• [Your goal] Reproduce the data that follows with every occurrence of "sneaker" changed to "shoe" and everything else left as it is, omitting the pictures from your output.

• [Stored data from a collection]

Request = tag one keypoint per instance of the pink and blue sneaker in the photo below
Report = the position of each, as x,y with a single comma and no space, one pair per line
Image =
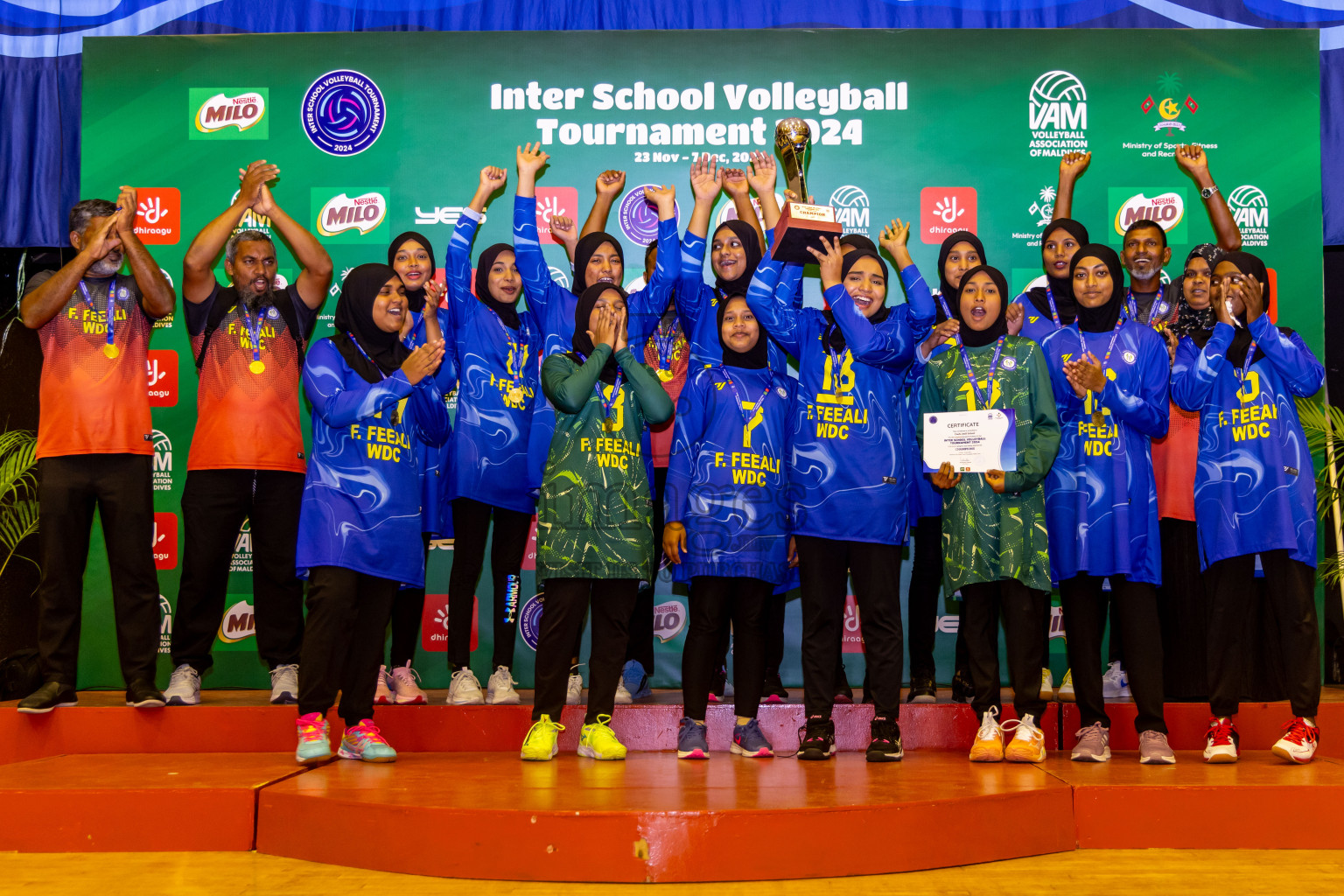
366,742
313,743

• [Answer to the task]
Request = tag one keypoint per instance of the pink and blue shoe in the photo below
Report = the position of each, as x,y with a single comma and no space, one pair per line
Image =
366,742
313,743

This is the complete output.